- [WHAT IS NEEDED]
Each of the entries should be retyped precisely as it appears.

Excerpts of location labeling data:
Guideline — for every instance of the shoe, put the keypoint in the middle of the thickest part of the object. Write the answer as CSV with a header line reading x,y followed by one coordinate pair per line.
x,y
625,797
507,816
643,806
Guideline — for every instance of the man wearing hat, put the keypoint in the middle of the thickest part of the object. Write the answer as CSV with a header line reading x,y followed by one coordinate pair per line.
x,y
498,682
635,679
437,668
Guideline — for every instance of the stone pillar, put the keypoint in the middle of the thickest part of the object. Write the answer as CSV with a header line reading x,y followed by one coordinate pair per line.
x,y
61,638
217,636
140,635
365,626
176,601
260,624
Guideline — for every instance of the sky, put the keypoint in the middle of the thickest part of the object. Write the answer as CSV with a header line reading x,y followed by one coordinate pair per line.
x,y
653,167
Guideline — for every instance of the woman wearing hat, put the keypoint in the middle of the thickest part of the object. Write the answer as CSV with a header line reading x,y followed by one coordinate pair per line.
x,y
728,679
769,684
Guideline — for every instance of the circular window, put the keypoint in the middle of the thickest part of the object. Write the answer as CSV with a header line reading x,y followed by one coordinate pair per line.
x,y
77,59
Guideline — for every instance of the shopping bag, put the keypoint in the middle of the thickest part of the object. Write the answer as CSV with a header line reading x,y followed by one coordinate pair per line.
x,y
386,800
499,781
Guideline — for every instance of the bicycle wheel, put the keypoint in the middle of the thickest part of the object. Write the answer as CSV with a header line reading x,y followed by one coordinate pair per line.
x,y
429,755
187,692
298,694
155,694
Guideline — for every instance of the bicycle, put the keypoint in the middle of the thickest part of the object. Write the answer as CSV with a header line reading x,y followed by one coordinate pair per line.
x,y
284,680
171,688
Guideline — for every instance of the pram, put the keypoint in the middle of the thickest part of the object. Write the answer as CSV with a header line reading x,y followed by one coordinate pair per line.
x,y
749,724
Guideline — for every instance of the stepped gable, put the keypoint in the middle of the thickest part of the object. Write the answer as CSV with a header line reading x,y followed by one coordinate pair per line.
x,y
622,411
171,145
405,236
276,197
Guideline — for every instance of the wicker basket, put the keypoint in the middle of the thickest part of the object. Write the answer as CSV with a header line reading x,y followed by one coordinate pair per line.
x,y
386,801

- [EXPECTED OUTPUT]
Guideline — for every instance of the shoe, put the keypoint in the middle of the thickest part of the object. Write the answer as CSV with a header line reading x,y followed by one coordinate pair per line.
x,y
625,797
507,816
643,806
Guideline — for every instance of the man wearing hat, put the keypoint in the middle of the thickest part of the object. Write the answer as CSV with a header line reading x,y followed by one coordinate pair per line.
x,y
498,682
635,679
437,668
Guideline — for every instance of the stone pillar, put the keypoint in the middle of the thickest part of the object. Write the answer as CSV with a header line reading x,y followed by one coordinate pair per line.
x,y
61,638
217,636
140,635
365,626
176,601
260,624
Guideline — for every instance of the sky, put the keypoint in the middle of the thickest part of the object. Write the answer as CSV with a header line reading x,y followed by one coordinate pair per line.
x,y
653,167
Guideline — for every instance of the woman wearing hat, put the keypoint in the middle of the thickest part of the object. Write the answer as CSV with a header line reading x,y followed by one coordinate pair per line.
x,y
728,679
769,684
Guideline — for every instance of the circular window, put the keypoint in the middle of the thickest part of the object. Write the answer as CSV with a header line reading x,y followed by one coordinate pair per line.
x,y
77,59
Guideline — for every instance of the shopping bag, put the keypoint in the middle of the thickest part of the object. Write the answer as CSV with a header line reading x,y followed by one coordinate pair per line.
x,y
386,800
499,781
Guideline — for every instance of the bicycle wheel, put the keypoint in the middle of the thickest part of the object. Write the answer as CSV with a header line reading x,y followed by one coordinate pair per line.
x,y
429,755
187,692
298,694
155,694
Guideline — for every instance of the bicycle, put the keypoint in the middle of the thickest part of the object. Write the answer as CSV with a header line reading x,y followed by one coordinate pair per line.
x,y
284,680
171,688
Guideline — for every instance of the pram, put the keypoint in the middle of the thickest part of the object. Write the answer as CSV with a header line reading x,y followed by one coordinate pair per line.
x,y
749,724
Guideline — for every instance of the stepped gable, put the keypoint in the middle of the thickest part of the object. Write the answer as CSV with a header line reading x,y followed by one coordinate pair per line.
x,y
622,411
171,145
405,236
276,197
Guideline — for every instance of the wicker basket, put the keypoint in the middle of the thickest part of the object. Write the answer as CSV with a header line reading x,y followed by one coordinate pair per line.
x,y
386,801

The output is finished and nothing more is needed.